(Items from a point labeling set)
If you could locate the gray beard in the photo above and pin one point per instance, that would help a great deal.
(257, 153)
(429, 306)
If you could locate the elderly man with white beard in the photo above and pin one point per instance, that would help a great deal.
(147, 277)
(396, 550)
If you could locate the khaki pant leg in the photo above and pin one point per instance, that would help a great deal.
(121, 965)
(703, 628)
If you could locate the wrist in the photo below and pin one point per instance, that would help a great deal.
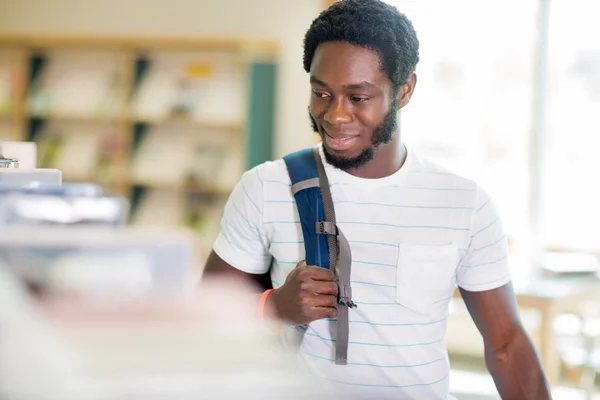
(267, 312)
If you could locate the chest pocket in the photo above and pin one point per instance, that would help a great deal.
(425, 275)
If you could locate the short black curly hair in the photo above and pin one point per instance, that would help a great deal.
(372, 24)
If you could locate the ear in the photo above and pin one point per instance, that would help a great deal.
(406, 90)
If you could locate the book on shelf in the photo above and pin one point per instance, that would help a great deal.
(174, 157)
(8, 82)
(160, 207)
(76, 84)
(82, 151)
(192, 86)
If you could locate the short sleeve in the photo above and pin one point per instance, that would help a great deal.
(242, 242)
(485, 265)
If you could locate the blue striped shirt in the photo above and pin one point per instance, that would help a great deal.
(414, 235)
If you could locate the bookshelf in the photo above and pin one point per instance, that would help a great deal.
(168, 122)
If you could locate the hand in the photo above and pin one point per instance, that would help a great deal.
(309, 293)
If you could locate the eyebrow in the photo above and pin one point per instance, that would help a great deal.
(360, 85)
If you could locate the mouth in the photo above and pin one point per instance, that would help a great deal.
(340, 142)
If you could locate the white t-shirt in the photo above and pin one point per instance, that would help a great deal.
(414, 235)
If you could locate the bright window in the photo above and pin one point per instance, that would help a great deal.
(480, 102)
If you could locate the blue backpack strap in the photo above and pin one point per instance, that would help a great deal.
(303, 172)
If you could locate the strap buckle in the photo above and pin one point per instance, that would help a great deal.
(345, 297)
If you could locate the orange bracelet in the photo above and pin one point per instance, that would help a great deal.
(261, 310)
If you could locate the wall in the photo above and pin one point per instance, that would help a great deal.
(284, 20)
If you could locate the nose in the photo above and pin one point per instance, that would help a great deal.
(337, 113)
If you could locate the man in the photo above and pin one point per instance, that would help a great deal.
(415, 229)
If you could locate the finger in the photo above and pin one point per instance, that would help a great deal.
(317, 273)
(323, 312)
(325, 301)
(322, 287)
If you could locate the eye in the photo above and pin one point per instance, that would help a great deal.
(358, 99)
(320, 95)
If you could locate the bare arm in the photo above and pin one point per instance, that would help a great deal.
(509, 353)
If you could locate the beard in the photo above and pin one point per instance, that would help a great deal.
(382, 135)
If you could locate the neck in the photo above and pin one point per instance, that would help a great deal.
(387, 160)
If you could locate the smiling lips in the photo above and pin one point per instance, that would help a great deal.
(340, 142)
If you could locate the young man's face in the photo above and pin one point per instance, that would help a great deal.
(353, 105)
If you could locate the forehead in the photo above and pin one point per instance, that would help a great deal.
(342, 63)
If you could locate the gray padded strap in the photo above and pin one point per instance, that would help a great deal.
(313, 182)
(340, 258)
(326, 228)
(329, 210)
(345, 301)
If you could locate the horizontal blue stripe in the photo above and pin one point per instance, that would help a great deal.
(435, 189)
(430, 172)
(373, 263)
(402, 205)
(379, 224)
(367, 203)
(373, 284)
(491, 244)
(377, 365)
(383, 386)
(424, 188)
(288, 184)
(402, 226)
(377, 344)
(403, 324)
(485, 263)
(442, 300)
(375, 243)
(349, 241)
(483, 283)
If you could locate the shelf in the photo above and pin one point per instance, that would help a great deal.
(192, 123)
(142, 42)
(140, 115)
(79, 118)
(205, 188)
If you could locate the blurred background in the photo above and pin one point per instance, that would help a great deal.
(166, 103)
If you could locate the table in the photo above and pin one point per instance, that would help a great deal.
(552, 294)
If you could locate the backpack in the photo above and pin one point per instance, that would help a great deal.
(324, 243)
...
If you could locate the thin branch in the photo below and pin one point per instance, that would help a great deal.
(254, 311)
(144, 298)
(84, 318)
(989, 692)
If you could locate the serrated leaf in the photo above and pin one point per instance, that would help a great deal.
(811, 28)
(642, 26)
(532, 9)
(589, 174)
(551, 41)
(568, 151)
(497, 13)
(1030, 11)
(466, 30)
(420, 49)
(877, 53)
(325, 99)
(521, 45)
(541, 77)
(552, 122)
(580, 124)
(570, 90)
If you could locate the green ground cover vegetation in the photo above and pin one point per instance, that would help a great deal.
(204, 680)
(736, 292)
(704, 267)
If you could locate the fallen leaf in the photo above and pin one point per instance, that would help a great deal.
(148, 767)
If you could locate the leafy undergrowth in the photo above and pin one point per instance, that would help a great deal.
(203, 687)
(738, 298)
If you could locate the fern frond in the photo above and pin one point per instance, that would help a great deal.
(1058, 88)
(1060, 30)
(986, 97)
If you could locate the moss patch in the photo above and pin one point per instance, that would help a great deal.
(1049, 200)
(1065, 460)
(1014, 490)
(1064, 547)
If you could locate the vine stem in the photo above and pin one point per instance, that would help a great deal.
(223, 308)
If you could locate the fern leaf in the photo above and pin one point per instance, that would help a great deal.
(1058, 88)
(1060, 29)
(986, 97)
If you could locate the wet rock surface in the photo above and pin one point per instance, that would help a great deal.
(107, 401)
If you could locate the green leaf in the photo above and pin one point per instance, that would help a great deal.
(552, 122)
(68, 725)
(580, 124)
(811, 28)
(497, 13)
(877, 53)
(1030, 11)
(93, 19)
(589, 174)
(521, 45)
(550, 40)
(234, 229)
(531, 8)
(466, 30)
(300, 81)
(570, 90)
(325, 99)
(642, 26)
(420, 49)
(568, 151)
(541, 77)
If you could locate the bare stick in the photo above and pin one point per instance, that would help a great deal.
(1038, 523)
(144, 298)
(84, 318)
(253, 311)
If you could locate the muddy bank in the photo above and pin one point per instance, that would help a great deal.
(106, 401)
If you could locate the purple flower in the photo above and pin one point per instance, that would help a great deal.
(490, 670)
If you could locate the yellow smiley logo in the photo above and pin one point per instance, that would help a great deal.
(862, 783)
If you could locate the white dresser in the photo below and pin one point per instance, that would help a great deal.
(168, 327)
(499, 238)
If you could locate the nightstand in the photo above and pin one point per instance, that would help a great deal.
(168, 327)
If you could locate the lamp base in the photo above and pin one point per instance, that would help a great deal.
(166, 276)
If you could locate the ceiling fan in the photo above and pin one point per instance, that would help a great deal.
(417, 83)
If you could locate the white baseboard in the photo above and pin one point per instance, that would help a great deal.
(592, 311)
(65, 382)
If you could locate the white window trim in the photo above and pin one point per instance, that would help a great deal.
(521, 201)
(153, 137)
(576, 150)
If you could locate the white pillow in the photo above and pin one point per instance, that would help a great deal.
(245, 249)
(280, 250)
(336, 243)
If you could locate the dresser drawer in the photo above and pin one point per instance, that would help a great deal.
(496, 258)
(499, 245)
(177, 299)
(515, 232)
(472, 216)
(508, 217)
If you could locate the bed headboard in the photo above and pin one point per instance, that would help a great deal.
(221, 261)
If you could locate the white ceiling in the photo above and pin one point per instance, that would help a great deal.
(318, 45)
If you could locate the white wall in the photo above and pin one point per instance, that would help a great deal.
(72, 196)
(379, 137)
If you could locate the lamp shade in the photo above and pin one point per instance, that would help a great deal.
...
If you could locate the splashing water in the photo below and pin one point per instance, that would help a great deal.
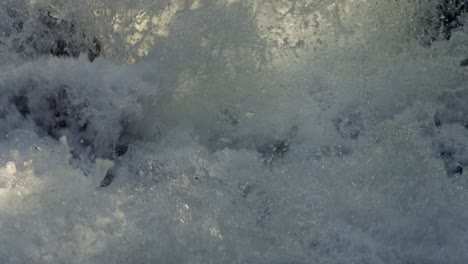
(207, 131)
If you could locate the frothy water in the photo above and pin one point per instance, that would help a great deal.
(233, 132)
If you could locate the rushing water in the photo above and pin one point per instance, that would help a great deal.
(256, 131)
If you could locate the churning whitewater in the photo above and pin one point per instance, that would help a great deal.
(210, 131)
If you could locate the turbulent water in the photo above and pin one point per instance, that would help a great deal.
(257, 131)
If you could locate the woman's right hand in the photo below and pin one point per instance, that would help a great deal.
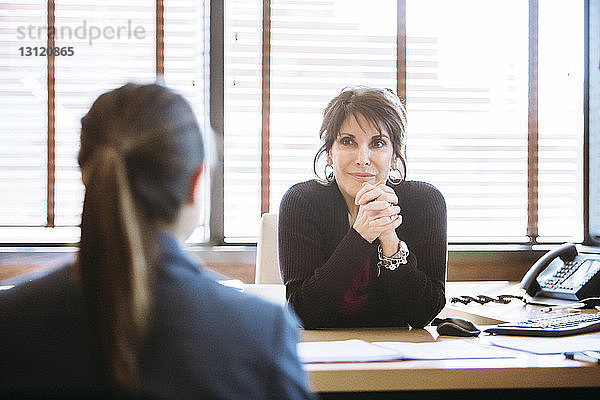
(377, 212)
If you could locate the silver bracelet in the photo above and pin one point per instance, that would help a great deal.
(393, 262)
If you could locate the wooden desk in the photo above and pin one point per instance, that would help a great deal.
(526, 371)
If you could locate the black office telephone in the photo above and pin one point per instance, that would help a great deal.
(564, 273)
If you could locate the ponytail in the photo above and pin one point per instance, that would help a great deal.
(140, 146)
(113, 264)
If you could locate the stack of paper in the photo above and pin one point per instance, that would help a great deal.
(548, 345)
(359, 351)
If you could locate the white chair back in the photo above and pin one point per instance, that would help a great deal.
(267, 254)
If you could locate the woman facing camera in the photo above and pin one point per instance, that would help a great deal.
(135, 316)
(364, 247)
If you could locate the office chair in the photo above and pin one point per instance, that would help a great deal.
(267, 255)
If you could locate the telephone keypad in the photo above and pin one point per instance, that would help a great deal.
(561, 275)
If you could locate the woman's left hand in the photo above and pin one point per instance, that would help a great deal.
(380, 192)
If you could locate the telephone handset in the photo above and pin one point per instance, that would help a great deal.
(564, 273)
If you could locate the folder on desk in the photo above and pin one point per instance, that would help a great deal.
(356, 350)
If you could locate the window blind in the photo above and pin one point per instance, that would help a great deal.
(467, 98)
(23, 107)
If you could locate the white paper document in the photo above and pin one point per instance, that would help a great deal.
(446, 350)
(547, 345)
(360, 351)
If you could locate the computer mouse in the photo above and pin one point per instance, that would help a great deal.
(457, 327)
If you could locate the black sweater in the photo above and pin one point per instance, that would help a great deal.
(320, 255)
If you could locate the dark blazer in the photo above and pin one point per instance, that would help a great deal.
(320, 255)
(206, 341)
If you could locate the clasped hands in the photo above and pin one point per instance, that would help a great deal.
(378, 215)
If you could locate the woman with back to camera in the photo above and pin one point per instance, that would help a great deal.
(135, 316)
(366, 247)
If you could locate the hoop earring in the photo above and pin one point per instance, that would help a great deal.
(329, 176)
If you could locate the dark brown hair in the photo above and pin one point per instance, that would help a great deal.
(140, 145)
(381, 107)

▸ **Your instructions**:
Which lines of the items above contain the word "backpack"? Pick out every one of them, treating uppercase and lowercase as distinct.

▸ **Exercise solution**:
If you could locate the blue backpack strap in the photo above and pin one point per instance, that would help a great deal.
If you could locate the backpack in the photo above and pin one point per instance, that would help a great deal.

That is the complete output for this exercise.